> Required work:
Render every line of the listing below as a Markdown table with the columns Row and Line, numbering the rows in order. Skip blank lines, and leave the pictures out of the answer.

> Task inputs:

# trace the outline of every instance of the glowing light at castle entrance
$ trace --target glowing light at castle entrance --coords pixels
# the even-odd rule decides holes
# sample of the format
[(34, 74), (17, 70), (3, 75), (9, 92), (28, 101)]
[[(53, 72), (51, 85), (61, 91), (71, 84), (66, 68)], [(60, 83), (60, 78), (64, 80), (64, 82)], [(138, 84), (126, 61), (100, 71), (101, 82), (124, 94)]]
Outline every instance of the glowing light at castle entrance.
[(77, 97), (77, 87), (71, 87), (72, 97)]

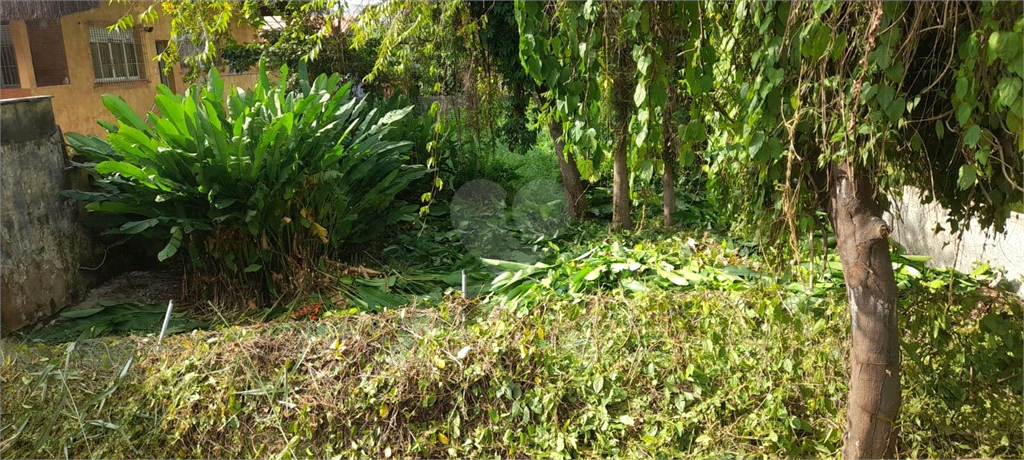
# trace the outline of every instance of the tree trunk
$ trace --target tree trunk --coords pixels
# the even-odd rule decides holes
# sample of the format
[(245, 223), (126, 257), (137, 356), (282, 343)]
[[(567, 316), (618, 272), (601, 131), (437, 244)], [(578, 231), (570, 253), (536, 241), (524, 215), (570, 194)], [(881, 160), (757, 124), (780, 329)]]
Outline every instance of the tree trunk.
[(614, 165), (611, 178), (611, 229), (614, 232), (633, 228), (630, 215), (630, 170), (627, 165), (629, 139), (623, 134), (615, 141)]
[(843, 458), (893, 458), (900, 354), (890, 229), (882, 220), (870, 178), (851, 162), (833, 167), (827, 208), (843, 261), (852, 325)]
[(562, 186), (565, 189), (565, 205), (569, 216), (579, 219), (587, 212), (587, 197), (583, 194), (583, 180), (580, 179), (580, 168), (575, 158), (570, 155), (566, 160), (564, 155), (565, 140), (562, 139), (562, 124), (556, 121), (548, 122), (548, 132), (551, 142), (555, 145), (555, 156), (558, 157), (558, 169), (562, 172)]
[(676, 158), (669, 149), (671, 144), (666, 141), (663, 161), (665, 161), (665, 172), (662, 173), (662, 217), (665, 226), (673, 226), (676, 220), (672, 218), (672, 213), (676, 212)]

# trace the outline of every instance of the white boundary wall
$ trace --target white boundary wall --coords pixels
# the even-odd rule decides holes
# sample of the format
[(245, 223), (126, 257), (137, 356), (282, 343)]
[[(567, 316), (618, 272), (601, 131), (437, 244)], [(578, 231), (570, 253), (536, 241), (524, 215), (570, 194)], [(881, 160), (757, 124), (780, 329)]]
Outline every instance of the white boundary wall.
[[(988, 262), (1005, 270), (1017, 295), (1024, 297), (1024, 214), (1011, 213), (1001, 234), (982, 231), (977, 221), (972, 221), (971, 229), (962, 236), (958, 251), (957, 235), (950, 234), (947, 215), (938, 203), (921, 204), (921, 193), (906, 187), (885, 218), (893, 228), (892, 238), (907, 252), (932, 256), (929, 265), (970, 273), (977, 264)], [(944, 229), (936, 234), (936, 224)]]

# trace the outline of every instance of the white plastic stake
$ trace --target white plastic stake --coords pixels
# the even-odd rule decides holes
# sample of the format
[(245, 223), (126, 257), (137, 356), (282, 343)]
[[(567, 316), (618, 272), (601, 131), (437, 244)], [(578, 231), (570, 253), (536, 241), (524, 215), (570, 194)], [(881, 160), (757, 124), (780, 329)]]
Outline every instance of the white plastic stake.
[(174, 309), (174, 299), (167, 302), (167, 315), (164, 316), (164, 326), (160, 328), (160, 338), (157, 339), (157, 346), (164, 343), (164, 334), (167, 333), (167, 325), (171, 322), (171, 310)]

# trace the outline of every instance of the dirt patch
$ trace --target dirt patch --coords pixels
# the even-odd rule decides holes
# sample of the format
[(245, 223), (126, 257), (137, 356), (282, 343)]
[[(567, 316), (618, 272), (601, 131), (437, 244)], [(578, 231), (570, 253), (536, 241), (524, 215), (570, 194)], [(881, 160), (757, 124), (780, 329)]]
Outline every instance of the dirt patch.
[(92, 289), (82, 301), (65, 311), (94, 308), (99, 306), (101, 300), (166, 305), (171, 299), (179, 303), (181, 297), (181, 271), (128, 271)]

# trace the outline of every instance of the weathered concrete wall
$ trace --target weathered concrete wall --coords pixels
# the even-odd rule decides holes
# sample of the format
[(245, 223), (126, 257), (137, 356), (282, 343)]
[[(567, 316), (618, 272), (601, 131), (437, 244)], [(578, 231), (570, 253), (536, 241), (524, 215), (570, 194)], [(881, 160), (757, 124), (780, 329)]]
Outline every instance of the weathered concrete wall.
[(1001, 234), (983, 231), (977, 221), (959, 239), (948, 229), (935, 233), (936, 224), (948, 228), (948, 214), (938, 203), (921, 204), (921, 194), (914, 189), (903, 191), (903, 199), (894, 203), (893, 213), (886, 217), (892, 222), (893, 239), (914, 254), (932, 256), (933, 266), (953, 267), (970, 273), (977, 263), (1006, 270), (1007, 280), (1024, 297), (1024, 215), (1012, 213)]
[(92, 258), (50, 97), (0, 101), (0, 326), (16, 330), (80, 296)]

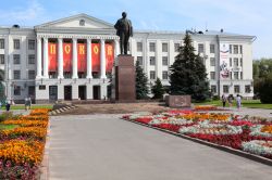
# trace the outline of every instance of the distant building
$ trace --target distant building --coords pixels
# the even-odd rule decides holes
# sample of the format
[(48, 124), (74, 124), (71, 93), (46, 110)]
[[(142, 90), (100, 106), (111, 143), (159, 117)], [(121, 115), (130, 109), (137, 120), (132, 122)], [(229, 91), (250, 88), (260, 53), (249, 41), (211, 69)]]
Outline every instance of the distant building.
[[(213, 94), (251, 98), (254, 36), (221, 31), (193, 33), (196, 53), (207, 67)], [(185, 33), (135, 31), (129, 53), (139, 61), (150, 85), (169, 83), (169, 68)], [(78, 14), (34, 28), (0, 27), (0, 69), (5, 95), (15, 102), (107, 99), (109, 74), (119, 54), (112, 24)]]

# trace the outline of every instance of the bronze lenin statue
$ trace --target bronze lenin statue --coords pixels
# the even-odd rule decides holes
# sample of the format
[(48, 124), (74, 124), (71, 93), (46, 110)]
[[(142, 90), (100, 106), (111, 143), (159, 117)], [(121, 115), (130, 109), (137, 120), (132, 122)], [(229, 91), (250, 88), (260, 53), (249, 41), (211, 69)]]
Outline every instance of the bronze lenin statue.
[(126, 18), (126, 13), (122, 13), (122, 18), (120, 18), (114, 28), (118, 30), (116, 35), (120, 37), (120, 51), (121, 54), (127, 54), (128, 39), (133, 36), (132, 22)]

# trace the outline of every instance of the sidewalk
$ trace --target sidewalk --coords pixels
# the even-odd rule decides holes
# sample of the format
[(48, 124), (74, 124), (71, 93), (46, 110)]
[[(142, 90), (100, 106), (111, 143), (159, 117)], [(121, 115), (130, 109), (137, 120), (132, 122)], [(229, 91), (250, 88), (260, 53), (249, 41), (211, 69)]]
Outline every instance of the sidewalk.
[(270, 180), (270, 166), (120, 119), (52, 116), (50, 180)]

> Exercise result:
| Row | Line |
|---|---|
| 1 | # trace the outline of every instance of the glowing light at castle entrance |
| 2 | $ trace --target glowing light at castle entrance --coords pixels |
| 3 | # the even-odd rule decides holes |
| 4 | # sample of the format |
| 5 | [(34, 74), (17, 70), (3, 75), (9, 92), (28, 101)] |
| 6 | [[(53, 72), (51, 85), (61, 91), (71, 84), (66, 68)], [(60, 83), (60, 78), (64, 80), (64, 82)], [(138, 84), (126, 61), (100, 71), (101, 82), (124, 94)]] |
| 7 | Outline every instance of the glowing light at castle entrance. |
| 8 | [(77, 97), (77, 87), (71, 87), (72, 97)] |
| 9 | # trace the outline of every instance of the tree trunk |
| 10 | $ trace --target tree trunk --coords pixels |
| 11 | # the even-odd rule decides holes |
| 12 | # sample of the format |
| 13 | [(245, 223), (126, 257), (137, 356), (282, 343)] |
| 14 | [[(567, 316), (618, 272), (601, 131), (437, 244)], [(578, 231), (570, 253), (536, 241), (524, 215), (570, 194)], [(881, 160), (757, 124), (780, 329)]] |
| 15 | Outline every instance of the tree trunk. |
| 16 | [(614, 165), (611, 178), (611, 229), (614, 232), (633, 228), (630, 215), (630, 170), (627, 165), (629, 139), (623, 134), (615, 141)] |
| 17 | [(843, 458), (893, 458), (900, 354), (890, 229), (882, 220), (870, 178), (851, 162), (833, 167), (827, 208), (843, 261), (852, 325)] |
| 18 | [(562, 186), (565, 189), (565, 205), (569, 216), (579, 219), (587, 212), (587, 197), (583, 194), (583, 180), (580, 179), (580, 168), (575, 158), (570, 155), (566, 160), (564, 155), (565, 140), (562, 139), (562, 124), (556, 121), (548, 122), (548, 132), (551, 142), (555, 145), (555, 156), (558, 157), (558, 169), (562, 172)] |
| 19 | [(676, 158), (669, 149), (671, 144), (666, 141), (663, 161), (665, 161), (665, 172), (662, 173), (662, 217), (665, 226), (673, 226), (676, 220), (672, 218), (672, 213), (676, 212)] |
| 20 | # trace the outline of every instance of the white boundary wall |
| 21 | $ trace --target white boundary wall --coords pixels |
| 22 | # the even-odd rule decides holes |
| 23 | # sample of the format |
| 24 | [(245, 223), (126, 257), (137, 356), (282, 343)] |
| 25 | [[(567, 316), (618, 272), (601, 131), (437, 244)], [(578, 231), (570, 253), (536, 241), (524, 215), (570, 194)], [(881, 160), (757, 124), (780, 329)]] |
| 26 | Outline every instance of the white boundary wall. |
| 27 | [[(988, 262), (1005, 270), (1017, 295), (1024, 297), (1024, 214), (1011, 213), (1001, 234), (982, 231), (977, 221), (972, 221), (971, 229), (962, 236), (958, 251), (957, 235), (950, 234), (947, 215), (938, 203), (921, 204), (921, 193), (906, 187), (885, 218), (893, 228), (892, 238), (907, 252), (932, 256), (929, 265), (970, 273), (977, 264)], [(944, 229), (936, 234), (936, 224)]] |
| 28 | # trace the outline of every instance of the white plastic stake |
| 29 | $ trace --target white plastic stake --coords pixels |
| 30 | # the even-odd rule decides holes |
| 31 | # sample of the format |
| 32 | [(245, 223), (126, 257), (137, 356), (282, 343)] |
| 33 | [[(567, 316), (618, 272), (601, 131), (437, 244)], [(578, 231), (570, 253), (536, 241), (524, 215), (570, 194)], [(881, 160), (757, 124), (780, 329)]] |
| 34 | Outline every instance of the white plastic stake. |
| 35 | [(174, 309), (174, 299), (167, 302), (167, 315), (164, 316), (164, 326), (160, 328), (160, 338), (157, 339), (157, 346), (164, 343), (164, 334), (167, 333), (167, 325), (171, 322), (171, 310)] |
| 36 | # trace the outline of every instance of the dirt patch |
| 37 | $ trace --target dirt patch --coords pixels |
| 38 | # the even-odd rule decides holes |
| 39 | # sample of the format |
| 40 | [(245, 223), (126, 257), (137, 356), (282, 343)] |
| 41 | [[(567, 316), (618, 272), (601, 131), (437, 244)], [(578, 231), (570, 253), (536, 241), (524, 215), (570, 194)], [(881, 160), (757, 124), (780, 329)]] |
| 42 | Outline every instance of the dirt patch. |
| 43 | [(92, 289), (82, 301), (65, 311), (94, 308), (99, 306), (101, 300), (166, 305), (171, 299), (179, 303), (181, 297), (181, 271), (128, 271)] |
| 44 | # trace the outline of every instance of the weathered concrete wall |
| 45 | $ trace --target weathered concrete wall --coords pixels |
| 46 | # the even-odd rule decides holes |
| 47 | # sample of the format |
| 48 | [(245, 223), (126, 257), (137, 356), (282, 343)] |
| 49 | [[(567, 316), (618, 272), (601, 131), (437, 244)], [(578, 231), (570, 253), (536, 241), (524, 215), (570, 194)], [(881, 160), (757, 124), (780, 329)]] |
| 50 | Outline every instance of the weathered concrete wall. |
| 51 | [(1001, 234), (983, 231), (977, 221), (959, 239), (948, 229), (935, 233), (936, 224), (948, 228), (948, 214), (938, 203), (921, 204), (921, 194), (914, 189), (903, 191), (903, 199), (894, 203), (893, 213), (886, 217), (892, 222), (893, 239), (914, 254), (932, 256), (933, 266), (953, 267), (970, 273), (977, 263), (1006, 270), (1007, 280), (1024, 297), (1024, 215), (1012, 213)] |
| 52 | [(92, 258), (50, 97), (0, 101), (0, 326), (16, 330), (80, 296)] |
| 53 | # trace the outline of every instance of the distant building |
| 54 | $ trace --target distant building --coords pixels |
| 55 | # the even-odd rule decides holes |
| 56 | # sample of the format |
| 57 | [(48, 124), (74, 124), (71, 93), (46, 110)] |
| 58 | [[(142, 90), (100, 106), (111, 143), (159, 117)], [(121, 115), (130, 109), (137, 120), (132, 122)], [(229, 91), (250, 88), (260, 53), (249, 41), (211, 69)]] |
| 59 | Outline every instance of the distant building. |
| 60 | [[(213, 94), (251, 98), (254, 36), (221, 31), (193, 33), (196, 53), (207, 67)], [(185, 33), (135, 31), (129, 53), (139, 61), (150, 85), (169, 83), (169, 68)], [(78, 14), (34, 28), (0, 27), (0, 69), (5, 95), (15, 102), (107, 99), (109, 74), (119, 54), (112, 24)]] |
| 61 | # trace the outline of every instance of the bronze lenin statue |
| 62 | $ trace --target bronze lenin statue --coords pixels |
| 63 | # the even-odd rule decides holes |
| 64 | # sample of the format |
| 65 | [(48, 124), (74, 124), (71, 93), (46, 110)] |
| 66 | [[(142, 90), (100, 106), (111, 143), (159, 117)], [(121, 115), (130, 109), (137, 120), (132, 122)], [(229, 91), (250, 88), (260, 53), (249, 41), (211, 69)]] |
| 67 | Outline every instance of the bronze lenin statue. |
| 68 | [(126, 18), (126, 13), (122, 13), (122, 18), (120, 18), (114, 28), (118, 30), (116, 35), (120, 37), (120, 51), (121, 54), (127, 54), (128, 39), (133, 36), (132, 22)] |
| 69 | # trace the outline of every instance of the sidewalk |
| 70 | $ trace --target sidewalk --coords pixels |
| 71 | # the even-odd rule decides holes |
| 72 | # sample of the format |
| 73 | [(48, 124), (74, 124), (71, 93), (46, 110)] |
| 74 | [[(142, 90), (100, 106), (111, 143), (159, 117)], [(121, 115), (130, 109), (137, 120), (132, 122)], [(229, 91), (250, 88), (260, 53), (249, 41), (211, 69)]] |
| 75 | Outline every instance of the sidewalk. |
| 76 | [(270, 180), (270, 166), (120, 119), (52, 116), (50, 180)] |